**RECORDS TO PROCESS:**
___
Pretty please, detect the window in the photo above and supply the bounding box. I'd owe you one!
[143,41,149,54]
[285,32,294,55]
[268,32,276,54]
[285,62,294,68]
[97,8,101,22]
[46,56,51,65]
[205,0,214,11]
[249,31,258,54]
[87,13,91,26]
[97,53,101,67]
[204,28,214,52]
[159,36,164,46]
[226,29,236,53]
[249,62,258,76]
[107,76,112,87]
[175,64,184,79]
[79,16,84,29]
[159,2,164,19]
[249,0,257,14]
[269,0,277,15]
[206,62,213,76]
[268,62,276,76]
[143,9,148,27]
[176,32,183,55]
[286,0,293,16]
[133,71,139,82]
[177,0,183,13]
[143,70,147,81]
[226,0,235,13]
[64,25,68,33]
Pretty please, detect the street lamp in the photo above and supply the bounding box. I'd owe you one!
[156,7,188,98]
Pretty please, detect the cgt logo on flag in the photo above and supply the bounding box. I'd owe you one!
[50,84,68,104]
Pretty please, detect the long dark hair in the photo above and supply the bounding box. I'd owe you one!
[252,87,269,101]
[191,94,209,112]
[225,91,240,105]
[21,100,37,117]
___
**TASK PROMPT:**
Exactly as written, please output every entry.

**TASK RESPONSE:**
Pretty please, detect the window in the photo above and supply the bounding box. I'd owe you one!
[143,41,149,54]
[285,32,294,55]
[268,32,276,54]
[285,62,294,68]
[97,8,101,22]
[46,56,51,65]
[205,0,214,11]
[249,31,258,54]
[87,13,91,26]
[97,53,101,67]
[204,28,214,52]
[159,36,164,46]
[226,29,236,53]
[249,62,258,76]
[107,76,112,87]
[175,64,184,79]
[79,16,84,29]
[159,2,164,19]
[249,0,257,14]
[269,0,277,15]
[206,62,213,76]
[268,62,276,76]
[143,9,148,27]
[176,32,183,55]
[286,0,293,16]
[133,71,139,82]
[177,0,183,13]
[143,70,147,81]
[226,0,235,13]
[64,25,68,33]
Pretty please, detect the street lamp in the photo above and supply the bounding box. I'd owe you one!
[156,7,188,98]
Pretty please, detect the cgt logo on flag in the photo above and supply the bounding box. I'd owe you one!
[50,84,68,104]
Pretty please, detect the long dark hair in the photo above and supply the bounding box. I'd owe you one!
[252,87,269,101]
[191,94,209,112]
[225,91,240,105]
[21,100,37,117]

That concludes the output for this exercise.